Annotated photo localization data
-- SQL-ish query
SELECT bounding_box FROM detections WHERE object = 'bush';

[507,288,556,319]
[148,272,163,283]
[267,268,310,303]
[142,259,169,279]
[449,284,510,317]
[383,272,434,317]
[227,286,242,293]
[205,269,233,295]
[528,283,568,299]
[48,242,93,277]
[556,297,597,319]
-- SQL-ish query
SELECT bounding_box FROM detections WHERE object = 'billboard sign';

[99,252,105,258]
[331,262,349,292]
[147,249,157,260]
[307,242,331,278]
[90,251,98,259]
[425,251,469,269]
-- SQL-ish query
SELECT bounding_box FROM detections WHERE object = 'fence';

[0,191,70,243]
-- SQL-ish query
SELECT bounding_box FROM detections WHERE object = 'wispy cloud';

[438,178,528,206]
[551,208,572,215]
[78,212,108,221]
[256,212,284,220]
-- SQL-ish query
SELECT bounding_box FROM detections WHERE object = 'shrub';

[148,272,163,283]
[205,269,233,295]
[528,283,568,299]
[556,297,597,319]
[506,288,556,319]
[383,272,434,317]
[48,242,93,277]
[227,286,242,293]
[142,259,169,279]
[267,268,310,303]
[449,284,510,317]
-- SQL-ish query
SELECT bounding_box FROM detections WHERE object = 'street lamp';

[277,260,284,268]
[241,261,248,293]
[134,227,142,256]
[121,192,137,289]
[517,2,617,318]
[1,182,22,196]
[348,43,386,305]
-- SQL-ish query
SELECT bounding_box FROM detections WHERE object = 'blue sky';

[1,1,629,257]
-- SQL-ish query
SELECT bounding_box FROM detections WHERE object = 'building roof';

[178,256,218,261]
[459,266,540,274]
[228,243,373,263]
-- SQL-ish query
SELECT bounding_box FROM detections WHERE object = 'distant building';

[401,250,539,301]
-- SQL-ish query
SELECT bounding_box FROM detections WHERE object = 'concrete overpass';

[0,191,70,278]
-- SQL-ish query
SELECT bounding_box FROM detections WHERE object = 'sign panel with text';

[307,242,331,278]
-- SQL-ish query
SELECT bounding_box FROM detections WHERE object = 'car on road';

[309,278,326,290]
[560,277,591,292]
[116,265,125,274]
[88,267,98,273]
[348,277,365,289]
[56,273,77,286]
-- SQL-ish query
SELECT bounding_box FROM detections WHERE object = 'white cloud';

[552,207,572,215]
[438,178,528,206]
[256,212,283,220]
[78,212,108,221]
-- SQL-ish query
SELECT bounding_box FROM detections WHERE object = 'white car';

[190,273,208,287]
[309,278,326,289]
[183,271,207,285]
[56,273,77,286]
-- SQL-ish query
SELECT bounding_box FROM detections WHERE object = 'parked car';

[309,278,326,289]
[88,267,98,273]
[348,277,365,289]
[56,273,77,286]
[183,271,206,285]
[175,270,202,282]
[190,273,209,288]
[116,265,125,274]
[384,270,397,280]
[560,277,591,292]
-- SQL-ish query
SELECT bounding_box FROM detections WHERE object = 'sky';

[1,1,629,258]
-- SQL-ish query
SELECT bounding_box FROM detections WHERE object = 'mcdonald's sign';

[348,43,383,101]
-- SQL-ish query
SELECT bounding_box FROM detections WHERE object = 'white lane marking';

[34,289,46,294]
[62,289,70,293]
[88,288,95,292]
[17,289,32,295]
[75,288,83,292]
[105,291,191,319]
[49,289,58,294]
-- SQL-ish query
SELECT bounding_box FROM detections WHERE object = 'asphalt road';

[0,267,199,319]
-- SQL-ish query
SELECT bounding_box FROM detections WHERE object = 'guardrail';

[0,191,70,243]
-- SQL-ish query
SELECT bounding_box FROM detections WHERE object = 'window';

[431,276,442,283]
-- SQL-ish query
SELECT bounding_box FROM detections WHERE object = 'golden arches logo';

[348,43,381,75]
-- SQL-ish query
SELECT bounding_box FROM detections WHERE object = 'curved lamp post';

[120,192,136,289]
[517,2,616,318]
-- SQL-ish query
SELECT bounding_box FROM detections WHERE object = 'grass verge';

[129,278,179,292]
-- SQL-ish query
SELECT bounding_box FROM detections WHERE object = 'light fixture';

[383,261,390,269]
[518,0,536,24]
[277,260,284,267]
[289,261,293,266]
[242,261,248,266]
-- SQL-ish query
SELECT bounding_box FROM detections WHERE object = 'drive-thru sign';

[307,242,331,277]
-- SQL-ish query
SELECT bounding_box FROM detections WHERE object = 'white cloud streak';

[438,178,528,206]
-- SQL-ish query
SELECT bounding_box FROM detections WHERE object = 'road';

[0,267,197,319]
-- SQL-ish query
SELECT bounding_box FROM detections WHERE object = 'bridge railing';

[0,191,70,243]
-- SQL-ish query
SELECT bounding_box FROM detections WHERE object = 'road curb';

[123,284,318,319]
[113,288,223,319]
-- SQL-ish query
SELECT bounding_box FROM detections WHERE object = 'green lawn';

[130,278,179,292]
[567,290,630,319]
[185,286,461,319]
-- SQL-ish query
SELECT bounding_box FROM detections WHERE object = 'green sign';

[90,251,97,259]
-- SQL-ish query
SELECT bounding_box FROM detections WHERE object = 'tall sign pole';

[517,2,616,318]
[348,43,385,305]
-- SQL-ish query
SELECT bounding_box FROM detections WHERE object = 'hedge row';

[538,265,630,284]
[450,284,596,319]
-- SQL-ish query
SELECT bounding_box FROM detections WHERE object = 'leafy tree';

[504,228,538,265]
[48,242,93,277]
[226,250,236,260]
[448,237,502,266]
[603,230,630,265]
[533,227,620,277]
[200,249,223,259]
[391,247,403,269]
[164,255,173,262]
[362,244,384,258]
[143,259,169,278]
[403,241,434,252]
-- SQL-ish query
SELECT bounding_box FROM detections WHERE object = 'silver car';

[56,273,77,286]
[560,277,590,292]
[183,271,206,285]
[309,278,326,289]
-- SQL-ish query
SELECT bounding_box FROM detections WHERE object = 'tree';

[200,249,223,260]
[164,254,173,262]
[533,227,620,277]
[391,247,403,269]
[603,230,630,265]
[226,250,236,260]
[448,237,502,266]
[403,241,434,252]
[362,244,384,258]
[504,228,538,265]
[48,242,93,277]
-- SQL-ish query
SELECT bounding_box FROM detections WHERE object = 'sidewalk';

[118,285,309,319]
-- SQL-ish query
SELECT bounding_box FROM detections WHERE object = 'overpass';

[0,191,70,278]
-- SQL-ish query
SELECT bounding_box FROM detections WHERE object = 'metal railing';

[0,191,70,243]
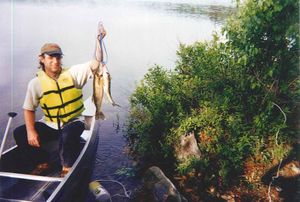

## [What needs to be done]
With the pictures left aside, write out all of the records above exactly.

## [Answer to this exercise]
-- SQL-ish query
SELECT bounding_box FROM detections WHERE object = 'bush';

[507,288,556,319]
[148,272,163,283]
[267,268,310,303]
[142,259,169,279]
[449,284,510,317]
[383,272,434,317]
[227,286,242,293]
[205,269,233,295]
[528,283,568,299]
[48,242,93,277]
[556,297,597,319]
-- SQL-ish query
SELECT bounding_box FROM detections WHERE object = 'billboard sign';

[99,252,105,258]
[331,262,349,292]
[147,249,157,260]
[307,242,331,278]
[90,251,98,259]
[425,251,469,269]
-- SQL-ish query
SELECT bounding_box FROM detections WHERE object = 'fence';

[0,191,70,243]
-- SQL-ish query
SELECT bounding_box FROM detections WHERE object = 'wispy cloud';

[438,178,528,206]
[551,208,572,215]
[78,212,108,221]
[256,212,284,220]
-- SQL-ish query
SELECT bounding_box FROM detections WHERE object = 'shrub';

[148,272,163,283]
[205,269,233,295]
[528,283,568,299]
[556,297,597,319]
[506,288,556,319]
[383,272,434,317]
[48,242,93,277]
[227,286,242,293]
[142,259,169,279]
[267,268,310,303]
[449,284,510,317]
-- SQL-ish query
SELECT bounding_box FROM detections WHERE object = 'street lamp';

[277,260,284,268]
[241,261,248,293]
[134,227,142,256]
[121,192,137,289]
[517,2,617,318]
[1,182,22,196]
[348,43,386,305]
-- SQL-ish query
SELECT bounding_box FROM detections WHERE object = 'blue sky';

[1,1,629,257]
-- SQL-ish query
SELECT bounding_box FROM detections WHERE object = 'building roof';

[178,256,218,261]
[459,266,540,274]
[228,243,373,263]
-- SQL-ish query
SELECT bounding_box FROM detections WHERE object = 'distant building';

[401,250,539,301]
-- SQL-ish query
SELECT bounding_box FROM detections WHERE object = 'concrete overpass';

[0,191,70,278]
-- SQL-ish query
SELECT bounding_box FROM detections WHERE object = 'sign panel with text';

[307,242,331,278]
-- SQL-ish query
SELECT bounding_box FROM detections WHERE object = 'car on road';

[309,278,326,290]
[560,277,591,292]
[116,265,125,274]
[88,267,98,273]
[348,277,365,289]
[56,273,77,286]
-- SQL-ish query
SELECT bounding_box FROM detections WHERE object = 'white cloud';

[552,207,572,215]
[438,178,528,206]
[256,212,283,220]
[78,212,108,221]
-- SQL-ish query
SELECT bounding_box FROM detections WHERE object = 'white car';

[190,273,208,287]
[309,278,326,289]
[183,271,207,285]
[56,273,77,286]
-- SQL-ish query
SELECT bounding_box FROM detections WHERE object = 'parked car';

[309,278,326,289]
[88,267,98,273]
[348,277,365,289]
[56,273,77,286]
[183,271,206,285]
[175,270,202,282]
[190,273,209,288]
[116,265,125,274]
[384,270,397,280]
[560,277,591,292]
-- SQL-ish query
SELECT bounding_box FROM detections WHERE object = 'sky';

[1,1,629,258]
-- SQL-ish query
SELECT bounding_box FROM detections WHERE object = 'mcdonald's sign';

[348,43,383,101]
-- SQL-ish query
SELECT bounding_box FROM detections WHERE object = 'white lane marking';

[34,289,46,294]
[62,289,70,293]
[88,288,95,292]
[17,289,32,295]
[75,288,83,292]
[105,291,191,319]
[49,289,58,294]
-- SQL-ish query
SELECT bounding_box FROM detections WHERE object = 'asphalt road';

[0,267,199,319]
-- SQL-ish query
SELECT bounding_box FROM detections WHERE object = 'guardrail';

[0,191,70,243]
-- SQL-ish query
SELECT bounding_box FROM detections WHERE object = 'window';

[431,276,442,283]
-- SQL-ish query
SELECT bounding_box FROM detections WHERE object = 'golden arches logo';

[348,43,381,75]
-- SQL-ish query
SELECT bounding_box FROM detections WHERE object = 'curved lamp post';

[120,192,136,289]
[517,2,616,318]
-- SQL-ish query
SELECT bounding_box FROM detections WHERE object = 'grass verge';

[129,278,179,292]
-- SQL-ish query
SELECT bounding_box FROM detections WHERE object = 'light fixture';

[383,261,390,269]
[518,0,536,24]
[277,260,284,267]
[289,261,293,266]
[242,261,248,266]
-- SQL-ish query
SELECT bounding_box FROM detections WHERE object = 'drive-thru sign';

[307,242,331,277]
-- SQL-ish query
SELECT bounding_box FROM detections WHERE object = 'white cloud streak';

[438,178,528,206]
-- SQL-ish query
SELECT bounding_box FROM detections WHERE object = 'road';

[0,267,197,319]
-- SQL-ish query
SELECT bounding_box FROM detections WHERE object = 'bridge railing';

[0,191,70,243]
-- SQL-ish query
SELECT bounding_box FROM detections WHERE object = 'road curb';

[123,284,318,319]
[113,288,223,319]
-- SQL-ish query
SELECT bounding_box FROM detections WHERE object = 'green lawn';

[130,278,179,292]
[567,290,630,319]
[185,286,461,319]
-- SQL-ish query
SELECT bounding_box FROM detections WHERE object = 'green sign';

[90,251,97,259]
-- SQL-ish query
SELECT bounding_box FROM detections WHERE object = 'tall sign pole';

[517,2,616,318]
[348,43,385,305]
-- SQL-ish query
SELECT bounding_box FROM detections WHERE object = 'hedge row';

[538,265,630,284]
[450,284,596,319]
-- SQL-ish query
SELECT bounding_box FROM detections WHERE object = 'leafy tree';

[504,228,538,265]
[48,242,93,277]
[226,250,236,260]
[448,237,502,266]
[603,230,630,265]
[533,227,620,277]
[200,249,223,259]
[391,247,403,269]
[164,255,173,262]
[362,244,384,258]
[143,259,169,278]
[403,241,434,252]
-- SQL-ish query
SELECT bounding_box FROM detections WHERE object = 'silver car';

[56,273,77,286]
[560,277,590,292]
[183,271,206,285]
[309,278,326,289]
-- SQL-ish query
SELECT bounding_box FROM detections WHERE object = 'tree';

[200,249,223,260]
[164,254,173,262]
[533,227,620,277]
[391,247,403,269]
[603,230,630,265]
[226,250,236,260]
[448,237,502,266]
[403,241,434,252]
[362,244,384,258]
[504,228,538,265]
[48,242,93,277]
-- SQL-ish query
SELECT bounding_box FROM detections WHERE object = 'sidewalk';

[118,285,309,319]
-- SQL-ish query
SELECT bounding_box FROM detections WHERE object = 'overpass';

[0,191,70,278]
-- SQL-ish query
SELECT bounding_box FROM detections WHERE object = 'metal railing';

[0,191,70,243]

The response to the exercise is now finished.